- [Problem statement]
Go through the material below, find each line with the word "point", and copy those lines.

- [Listed records]
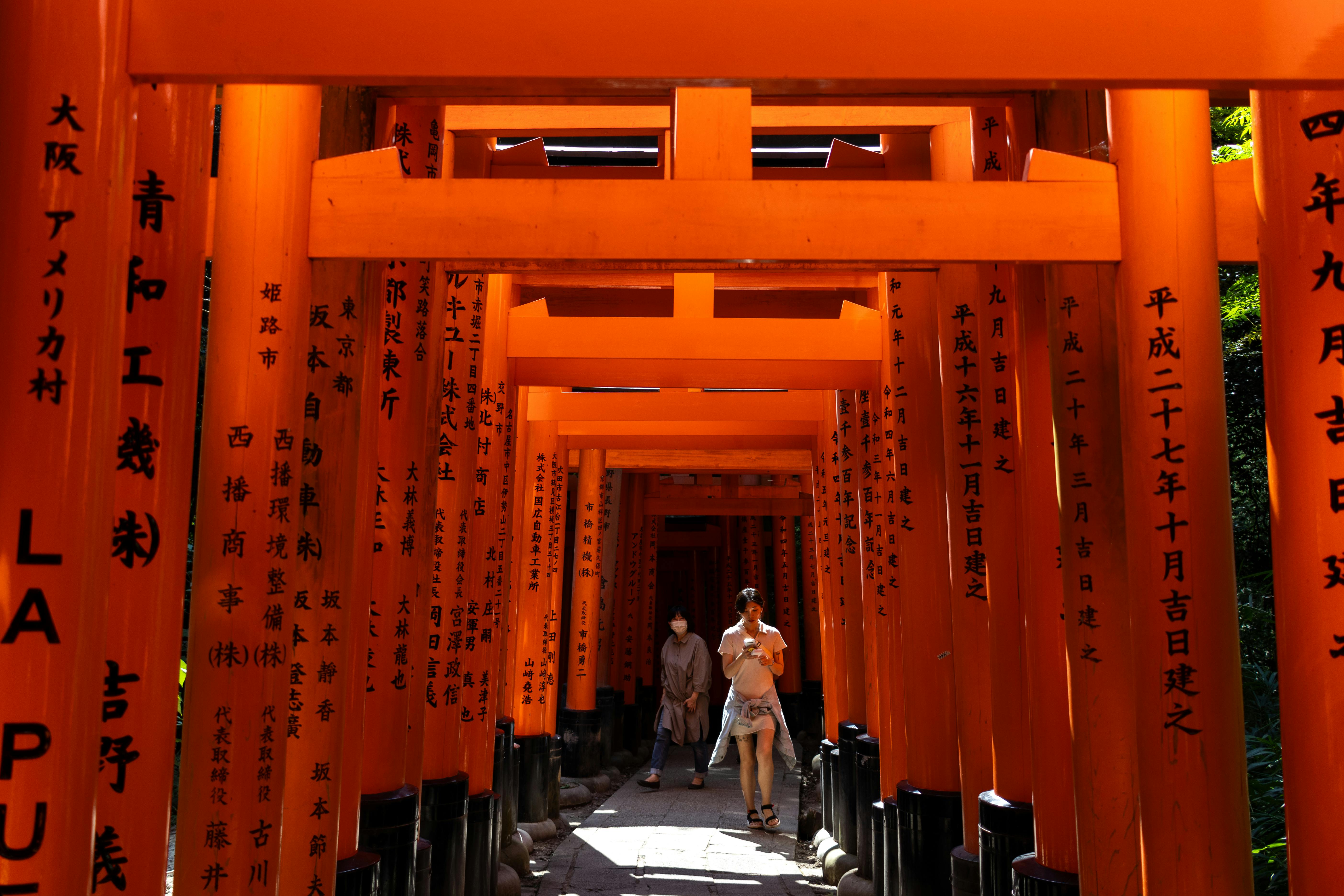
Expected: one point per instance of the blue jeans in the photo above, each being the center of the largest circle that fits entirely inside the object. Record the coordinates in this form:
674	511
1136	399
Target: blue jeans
701	749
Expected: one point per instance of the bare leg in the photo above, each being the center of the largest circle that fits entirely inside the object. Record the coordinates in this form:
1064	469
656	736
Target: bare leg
746	770
765	762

- [Answer section]
Expected: one point per instance of the blue jeans in the photo above, each being the center of the largest circle that fits entirely inside the object. Record the coordinates in this form:
Expected: one point per instance of the bare leg in the photo above, each being the center of the largest circle that fits entirely inside the object. Record the coordinates in this form:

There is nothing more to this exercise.